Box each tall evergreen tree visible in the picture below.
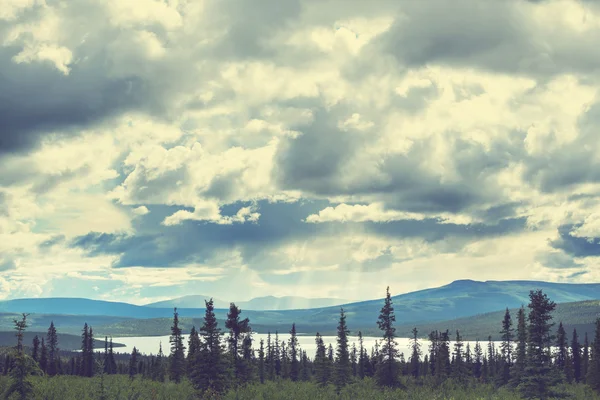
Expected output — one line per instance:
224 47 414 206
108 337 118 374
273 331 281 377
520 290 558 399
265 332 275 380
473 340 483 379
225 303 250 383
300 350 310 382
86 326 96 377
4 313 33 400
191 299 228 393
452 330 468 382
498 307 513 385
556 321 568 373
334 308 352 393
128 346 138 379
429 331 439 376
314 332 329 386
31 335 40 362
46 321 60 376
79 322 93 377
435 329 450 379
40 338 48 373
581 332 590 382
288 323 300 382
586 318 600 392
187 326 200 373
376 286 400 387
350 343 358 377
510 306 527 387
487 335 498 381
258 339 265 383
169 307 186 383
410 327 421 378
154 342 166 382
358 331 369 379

================

Set exercise |
Give back every item above word for word, leaving out the pictures.

Solution |
Box each tall evergreen tree visible in the picture below.
Expected output — one line per instance:
224 47 414 206
108 337 118 374
273 331 281 377
520 290 558 399
265 332 275 380
473 340 483 379
225 303 250 383
300 350 310 382
86 326 96 377
4 313 33 400
191 299 228 393
452 330 468 382
498 307 513 385
556 321 568 373
334 308 352 393
128 346 138 379
429 331 439 376
314 332 329 386
31 335 40 362
46 321 60 376
79 322 93 377
435 329 450 379
40 338 48 373
581 332 590 382
288 323 300 382
586 318 600 392
187 326 200 373
376 286 400 387
350 343 358 377
510 306 527 387
487 335 498 381
258 339 265 383
169 307 186 383
410 327 421 378
154 342 166 382
358 331 369 379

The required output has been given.